**Description of the task**
Your reply should be only the number of lines in the material below that include the word "banner".
════════════════════
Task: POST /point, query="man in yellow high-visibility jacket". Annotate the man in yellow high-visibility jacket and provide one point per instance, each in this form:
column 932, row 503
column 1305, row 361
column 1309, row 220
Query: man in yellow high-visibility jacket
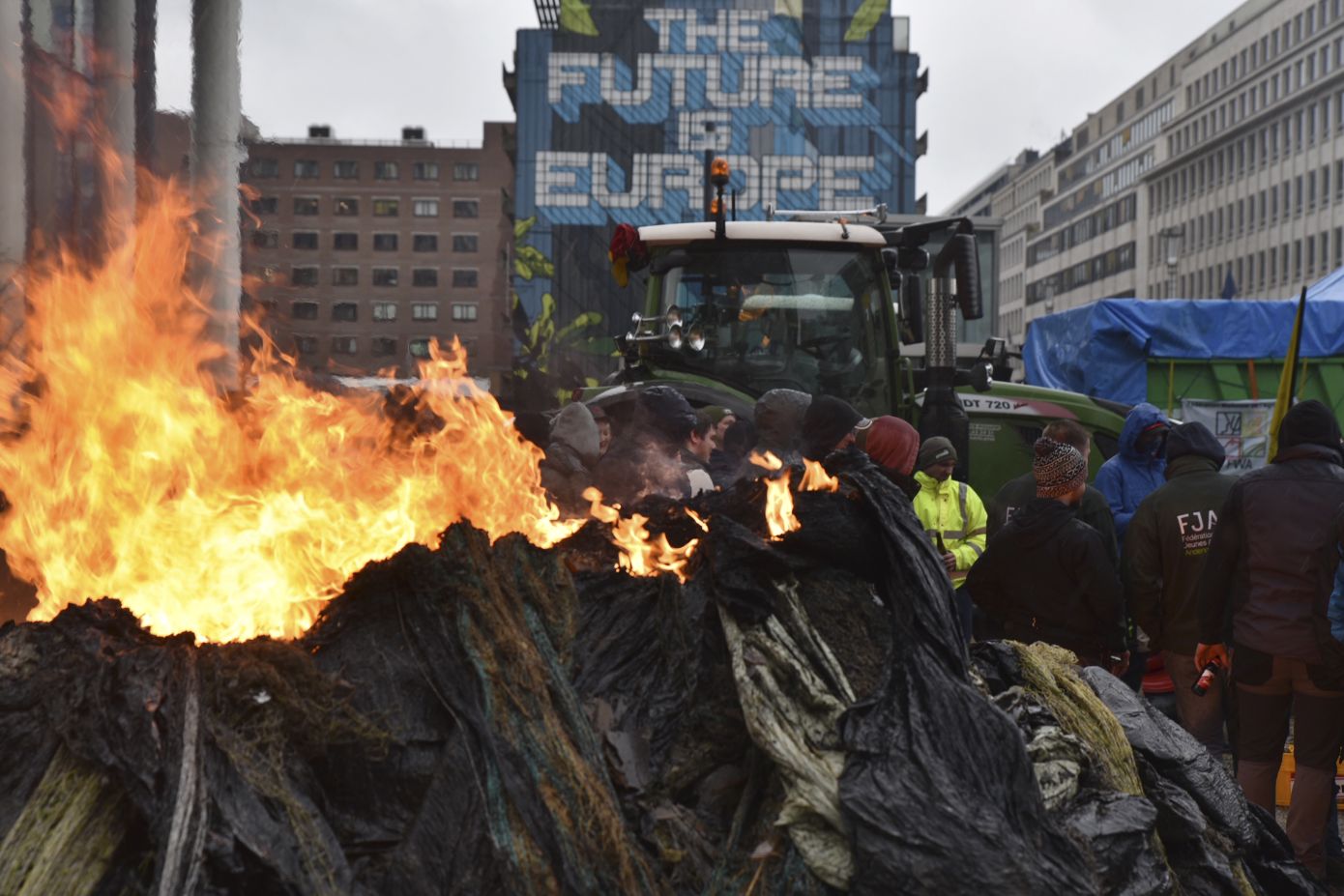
column 953, row 516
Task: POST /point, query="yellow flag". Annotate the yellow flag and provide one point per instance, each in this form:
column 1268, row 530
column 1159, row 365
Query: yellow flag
column 1288, row 376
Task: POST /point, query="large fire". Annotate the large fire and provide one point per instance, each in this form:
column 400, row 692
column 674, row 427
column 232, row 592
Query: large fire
column 130, row 476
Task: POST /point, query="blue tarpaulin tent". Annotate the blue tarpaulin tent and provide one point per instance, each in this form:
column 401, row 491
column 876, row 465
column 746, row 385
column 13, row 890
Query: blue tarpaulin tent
column 1103, row 348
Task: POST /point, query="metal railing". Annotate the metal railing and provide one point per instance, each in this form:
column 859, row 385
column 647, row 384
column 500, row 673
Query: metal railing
column 464, row 143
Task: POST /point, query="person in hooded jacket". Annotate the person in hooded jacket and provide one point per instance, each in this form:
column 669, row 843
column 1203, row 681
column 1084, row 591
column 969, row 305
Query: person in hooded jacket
column 953, row 516
column 645, row 457
column 1164, row 558
column 833, row 424
column 1136, row 471
column 570, row 457
column 1271, row 568
column 778, row 422
column 1047, row 576
column 894, row 445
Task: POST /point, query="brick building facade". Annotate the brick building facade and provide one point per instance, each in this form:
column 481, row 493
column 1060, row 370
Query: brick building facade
column 362, row 252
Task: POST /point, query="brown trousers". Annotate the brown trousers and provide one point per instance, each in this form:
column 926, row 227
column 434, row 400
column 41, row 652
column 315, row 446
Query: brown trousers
column 1264, row 712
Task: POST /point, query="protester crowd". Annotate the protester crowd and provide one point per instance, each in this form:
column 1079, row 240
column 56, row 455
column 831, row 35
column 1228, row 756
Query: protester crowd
column 1234, row 582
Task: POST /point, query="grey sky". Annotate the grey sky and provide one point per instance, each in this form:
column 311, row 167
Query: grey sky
column 1003, row 75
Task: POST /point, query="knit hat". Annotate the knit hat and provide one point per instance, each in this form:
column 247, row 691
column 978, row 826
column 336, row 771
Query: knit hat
column 892, row 444
column 1194, row 438
column 667, row 413
column 936, row 450
column 1309, row 423
column 1058, row 468
column 828, row 420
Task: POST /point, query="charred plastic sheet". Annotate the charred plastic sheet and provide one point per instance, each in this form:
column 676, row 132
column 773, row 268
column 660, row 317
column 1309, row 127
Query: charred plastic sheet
column 797, row 717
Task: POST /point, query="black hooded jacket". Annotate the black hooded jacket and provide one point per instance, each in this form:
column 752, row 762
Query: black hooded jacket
column 1047, row 576
column 1169, row 537
column 1267, row 559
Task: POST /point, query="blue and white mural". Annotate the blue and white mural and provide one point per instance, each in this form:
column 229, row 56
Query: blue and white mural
column 812, row 103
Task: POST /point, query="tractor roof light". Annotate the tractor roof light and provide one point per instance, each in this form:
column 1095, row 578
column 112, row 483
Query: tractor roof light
column 719, row 172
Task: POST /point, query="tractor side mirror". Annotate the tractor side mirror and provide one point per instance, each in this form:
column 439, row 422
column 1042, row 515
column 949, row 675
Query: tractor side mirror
column 965, row 264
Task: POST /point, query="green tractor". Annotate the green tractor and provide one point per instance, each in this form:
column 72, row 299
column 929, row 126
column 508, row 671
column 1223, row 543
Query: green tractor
column 733, row 309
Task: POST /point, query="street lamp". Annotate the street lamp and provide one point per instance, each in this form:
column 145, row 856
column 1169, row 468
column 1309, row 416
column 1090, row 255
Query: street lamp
column 1171, row 240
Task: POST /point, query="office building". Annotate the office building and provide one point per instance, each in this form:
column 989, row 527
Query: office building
column 1218, row 172
column 365, row 251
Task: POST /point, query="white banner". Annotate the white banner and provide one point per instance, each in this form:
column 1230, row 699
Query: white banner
════════════════════
**Exercise response**
2